■ **Task details**: All of the records must come back exactly. Please repeat them in full.

■ **Extracted records**:
>>>
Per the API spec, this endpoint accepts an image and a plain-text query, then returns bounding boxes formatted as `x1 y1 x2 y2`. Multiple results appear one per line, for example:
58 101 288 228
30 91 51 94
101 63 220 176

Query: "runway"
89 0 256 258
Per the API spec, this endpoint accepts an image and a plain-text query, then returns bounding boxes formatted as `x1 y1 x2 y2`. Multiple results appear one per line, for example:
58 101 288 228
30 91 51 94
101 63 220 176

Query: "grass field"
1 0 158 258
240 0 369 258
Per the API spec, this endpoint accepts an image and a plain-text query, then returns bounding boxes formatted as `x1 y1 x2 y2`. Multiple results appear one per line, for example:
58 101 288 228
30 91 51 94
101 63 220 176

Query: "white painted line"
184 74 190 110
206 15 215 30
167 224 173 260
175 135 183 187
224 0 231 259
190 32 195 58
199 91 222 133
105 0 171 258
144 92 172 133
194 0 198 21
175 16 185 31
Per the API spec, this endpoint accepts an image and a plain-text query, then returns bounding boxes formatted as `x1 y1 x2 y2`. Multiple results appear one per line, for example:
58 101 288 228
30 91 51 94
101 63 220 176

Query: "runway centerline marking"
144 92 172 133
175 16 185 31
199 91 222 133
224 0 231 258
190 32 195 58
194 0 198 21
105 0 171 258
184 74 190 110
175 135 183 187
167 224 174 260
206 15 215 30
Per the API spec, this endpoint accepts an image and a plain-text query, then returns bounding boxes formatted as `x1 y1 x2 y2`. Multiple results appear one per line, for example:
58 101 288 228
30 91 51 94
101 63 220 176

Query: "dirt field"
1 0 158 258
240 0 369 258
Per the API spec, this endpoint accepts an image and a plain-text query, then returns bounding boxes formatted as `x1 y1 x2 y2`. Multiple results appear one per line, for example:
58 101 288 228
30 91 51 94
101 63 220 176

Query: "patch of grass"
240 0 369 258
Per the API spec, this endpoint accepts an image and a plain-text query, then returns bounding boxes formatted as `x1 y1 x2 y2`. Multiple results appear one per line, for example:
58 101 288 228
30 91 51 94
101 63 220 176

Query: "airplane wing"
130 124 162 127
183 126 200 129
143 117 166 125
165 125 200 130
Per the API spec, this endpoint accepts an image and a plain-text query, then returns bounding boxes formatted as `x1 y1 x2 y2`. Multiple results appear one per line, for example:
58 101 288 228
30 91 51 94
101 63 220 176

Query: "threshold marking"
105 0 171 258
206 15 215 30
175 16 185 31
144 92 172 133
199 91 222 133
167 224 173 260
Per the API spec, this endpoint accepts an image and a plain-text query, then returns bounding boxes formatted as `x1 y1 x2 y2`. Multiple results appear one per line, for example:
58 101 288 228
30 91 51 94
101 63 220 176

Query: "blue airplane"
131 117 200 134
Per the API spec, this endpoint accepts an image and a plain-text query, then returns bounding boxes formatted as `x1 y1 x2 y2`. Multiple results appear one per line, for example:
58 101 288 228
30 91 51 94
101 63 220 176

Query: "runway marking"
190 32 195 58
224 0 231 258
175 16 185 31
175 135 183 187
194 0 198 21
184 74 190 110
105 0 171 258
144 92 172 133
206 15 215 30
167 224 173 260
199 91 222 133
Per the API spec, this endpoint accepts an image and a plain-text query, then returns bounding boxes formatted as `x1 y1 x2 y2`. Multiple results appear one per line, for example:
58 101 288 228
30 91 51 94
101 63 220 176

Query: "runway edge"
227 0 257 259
<<<
■ **Answer for this exercise**:
Per the API spec, this endpoint accepts an image and a plain-text query, then returns bounding boxes formatted as `x1 y1 x2 y2`. Multiple results appear one per line, for example:
58 101 288 228
30 91 51 94
101 63 220 176

Query: "runway"
89 0 256 258
Per the API spec, this endpoint accepts an image and a plain-text query, then returns bounding boxes formatted as `x1 y1 x2 y2`. Multiple results appear one per line, for example:
58 101 288 228
30 91 51 94
101 63 220 176

Query: "grass field"
1 0 158 258
240 0 369 258
Per the API spec, this endpoint accepts an image and a plain-text query, then returns bounding boxes formatted as `x1 y1 x2 y2`. Multiple results appear one per line, for example:
58 101 288 228
30 91 51 94
101 63 220 176

Query: "white painted line"
184 74 190 110
206 15 215 30
167 224 173 260
175 135 183 187
224 0 231 259
190 32 195 58
199 91 222 133
105 0 171 258
144 92 172 133
194 0 198 21
175 16 185 31
Per the API spec, this endpoint accepts an image and a plain-text query, then returns bounding boxes formatted as `x1 y1 x2 y2`. Multiple results appear one per line, for example:
58 101 288 228
30 91 51 94
101 63 220 176

Query: "runway centerline marking"
144 92 172 133
175 16 185 31
199 91 222 133
224 0 231 258
190 32 195 58
194 0 198 21
105 0 171 258
184 74 190 110
175 135 183 187
167 224 174 260
206 15 215 30
Per the API spec, this endpoint accepts an image and a plain-text query, then returns bounding boxes formatted as `x1 y1 x2 y2`. Multiple results appear one per line, for example:
58 101 288 228
30 91 51 94
101 63 220 176

Query: "dirt field"
1 0 158 258
240 0 369 258
Per the API spec, this endpoint accepts an image and a plain-text query, then returns bounding boxes formatted as `x1 y1 x2 y2`. Multiple results appear one per line, for example:
58 101 288 228
30 91 51 94
101 63 220 176

Query: "patch of grass"
240 0 369 258
Per the API spec, this endpoint accepts an image and a plain-text query, then returns bounding boxes formatted as `x1 y1 x2 y2`. Multiple results appear one per line, for example:
58 101 288 228
30 91 51 94
101 63 220 176

Query: "airplane wing"
130 124 162 127
183 126 200 129
143 117 166 125
165 125 200 130
Per the API spec, this endpoint accepts an image and a plain-text query, then returns bounding boxes formatted as `x1 y1 x2 y2`. Multiple results appear one per line, for example:
58 101 288 228
30 91 51 94
101 63 220 176

Query: "threshold marking"
105 0 171 258
206 15 215 30
175 16 185 31
144 92 172 133
199 91 222 133
167 224 173 260
Per the API spec, this endpoint accepts an image and a plain-text query, then returns bounding boxes formatted as `x1 y1 x2 y2`. Multiple results appear one per line, for example:
58 101 288 228
30 91 51 94
101 63 220 176

Query: "blue airplane"
131 117 200 134
Per the API spec, this endpoint accepts an image and a plain-text query, then returns bounding boxes formatted as `x1 y1 x2 y2`. Multiple results appear one per line, for example:
58 101 288 228
30 91 51 94
101 63 220 176

Query: "runway marking"
190 32 195 58
224 0 231 258
175 16 185 31
175 135 183 187
194 0 198 21
184 74 190 110
105 0 171 258
144 92 172 133
206 15 215 30
167 224 173 260
199 91 222 133
Per the API spec, this endpoint accepts an image and a plain-text query, then returns bounding boxes formatted as `x1 y1 x2 y2`. Multiple results appear one per line, for example:
58 101 288 228
30 91 51 94
101 63 220 176

Query: "runway edge"
227 0 257 259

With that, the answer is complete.